##### EXCERPT TO READ
Pagination, Filtering & Sorting
Stage 3 · Backend & APIs · B.U.I.L.D. letter: L
The moment your list endpoint returns every row in the table, you've handed your database a time bomb — pagination, filtering, and sorting are what separates a real API from a memory-hungry prototype.
⚠️ The vibe trap
You write SELECT * FROM orders and it works great in development with 50 rows. Six months later, production has 2 million orders, a user hits that endpoint, Node tries to serialize 2 million objects into one JSON response, the process runs out of memory, and your whole server crashes. The second trap: you let users sort by passing ?sort=column directly into your query string — and now an attacker types ?sort=1; DROP TABLE orders-- and you have a very bad day. "Return everything and let the client filter" sounds harmless until it isn't.
📏 Offset/Limit Pagination — The Workhorse (With a Flaw)
Offset/limit is the most familiar approach. You tell the database "skip N rows, give me the next M." Every SQL database supports it natively.
-- Page 3, 20 rows per page
SELECT id, title, created_at
FROM orders
ORDER BY created_at DESC
LIMIT 20 OFFSET 40;
In your Express route this looks like:
// GET /api/orders?page=2&pageSize=20
router.get('/orders', async (req, res) => {
const MAX_PAGE_SIZE = 100;
const page = Math.max(1, parseInt(req.query.page, 10) || 1);
const pageSize = Math.min(MAX_PAGE_SIZE,
Math.max(1, parseInt(req.query.pageSize, 10) || 20));
const offset = (page - 1) * pageSize;
const [rows, countResult] = await Promise.all([
db.query(
'SELECT id, title, created_at FROM orders ORDER BY created_at DESC LIMIT $1 OFFSET $2',
[pageSize, offset]
),
db.query('SELECT COUNT(*) AS total FROM orders'),
]);
const total = parseInt(countResult.rows[0].total, 10);
res.json({
data: rows.rows,
page,
pageSize,
total,
totalPages: Math.ceil(total / pageSize),
nextCursor: null, // filled in the cursor section below
});
});
Mental model: Offset is a bookmark by position ("row 40 in line"). The problem is that at row 1,000,000 the database still has to scan and discard 1,000,000 rows to find your starting point — it just hides the work from you. For low-volume data or admin dashboards where users need "jump to page 47," offset is fine. For high-volume feeds, you need cursors.
##########
» **ACTIONS TO TAKE**:
- a) Decide whether each statement agrees with the pagination excerpt: (i) every SQL database supports offset/limit natively; (ii) the Express route caps the page size at 50 rows; (iii) offset is acceptable for admin dashboards where users need to jump to a specific page. Answer yes or no for each, quoting the words of the excerpt that settle it.
- b) In the pagination excerpt, what kind of data calls for cursors rather than offset?
- c) Carry the pagination excerpt forward, starting right after its final sentence.
The material that follows has no connection to the pagination excerpt.
##### INFORMATION SUPPLIED
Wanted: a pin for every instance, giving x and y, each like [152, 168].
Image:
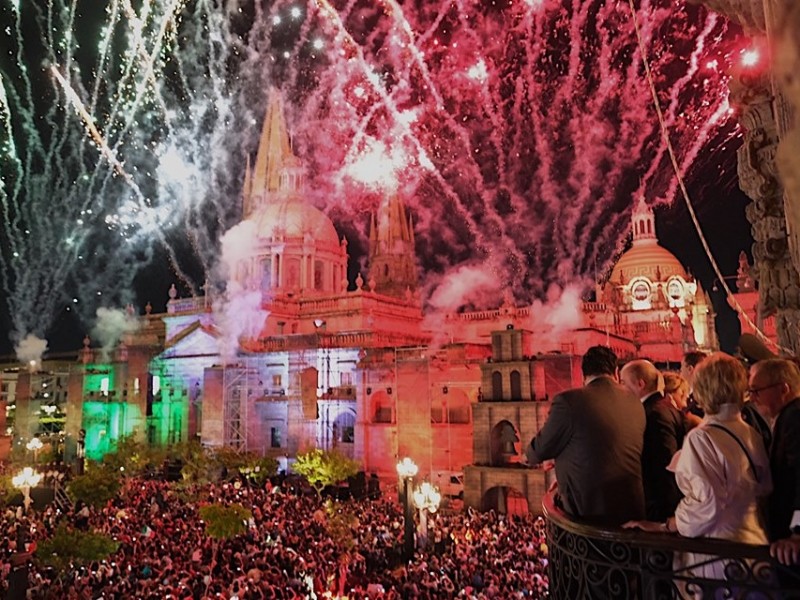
##########
» **RESULTS OF THE TASKS**:
- a)
(i) Yes: "Every SQL database supports it natively."
(ii) No: "const MAX_PAGE_SIZE = 100;"
(iii) Yes: "For low-volume data or admin dashboards where users need "jump to page 47," offset is fine."

- b) High-volume feeds.

- c)
Why it matters: Always enforce a MAX_PAGE_SIZE. A client that requests pageSize=999999 should get back pageSize=100 (or a 400 error), not a server explosion.
Common mistake: Forgetting to clamp page and pageSize to positive integers. parseInt(undefined, 10) returns NaN, and LIMIT NaN will either throw or return every row, depending on your driver.
🔑 Cursor/Keyset Pagination — The Scale Winner
Instead of "skip N rows," cursor pagination says "give me all rows where created_at < X (and break ties on id < Y)." The database uses an index, never scans skipped rows, and stays fast whether you're on page 1 or page 100,000.
-- First page (no cursor)
SELECT id, title, created_at
FROM orders
WHERE created_at IS NOT NULL
ORDER BY created_at DESC, id DESC
LIMIT 20;
-- Next page (cursor = last row of previous page)
SELECT id, title, created_at
FROM orders
WHERE (created_at, id) < ('2025-11-01T14:22:00Z', 'ord_8812')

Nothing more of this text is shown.